Remembrance Sunday

Sunday 11 November
Sandringham Estate, Norfolk, England

A very crisp frosty morning but one of those ones where you don’t mind the cold, because the day that ensues is a glorious bright blue-skied sunny one. At least until 4.30pm that is, by which time it is pitch black again, with nightfall coming very early in this part of the world at this time of year. But a crisp frosty morning isn’t really a problem when it’s Remembrance Sunday – because of course the events of the day are centred around 11am, rather than dawn as those of us from the Antipodes are more accustomed to when it’s Anzac Day. And as we’d missed Anzac Day this year (oddly, it hadn’t seemed to attract much attention where we were at the time, in Jaipur in India), we wanted to make an effort to mark Remembrance Sunday instead. Also, this year the date was a bit special because the second Sunday in November, which is when Remembrance Sunday falls, coincided with Armistice Day itself – the next time that will happen will be 2018, the 100th Anniversary of the end of World War One.

**WRITTEN PROBLEM 1**
According to the Remembrance Sunday passage, which year will be the next time Remembrance Sunday falls on Armistice Day?
**WRITTEN PROBLEM 2**
List every place name that appears in the Remembrance Sunday passage.
Rely only on the Remembrance Sunday passage, not on the material.

**PROVIDED DATA**
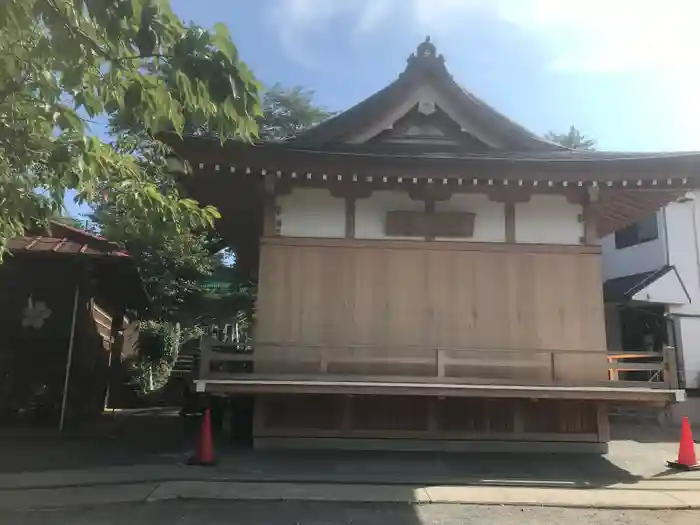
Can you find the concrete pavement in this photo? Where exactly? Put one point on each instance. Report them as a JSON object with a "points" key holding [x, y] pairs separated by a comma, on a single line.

**EXPECTED OUTPUT 1**
2018, the 100th anniversary of the end of World War One.

**EXPECTED OUTPUT 2**
Sandringham Estate, Norfolk, England, the Antipodes, Jaipur, India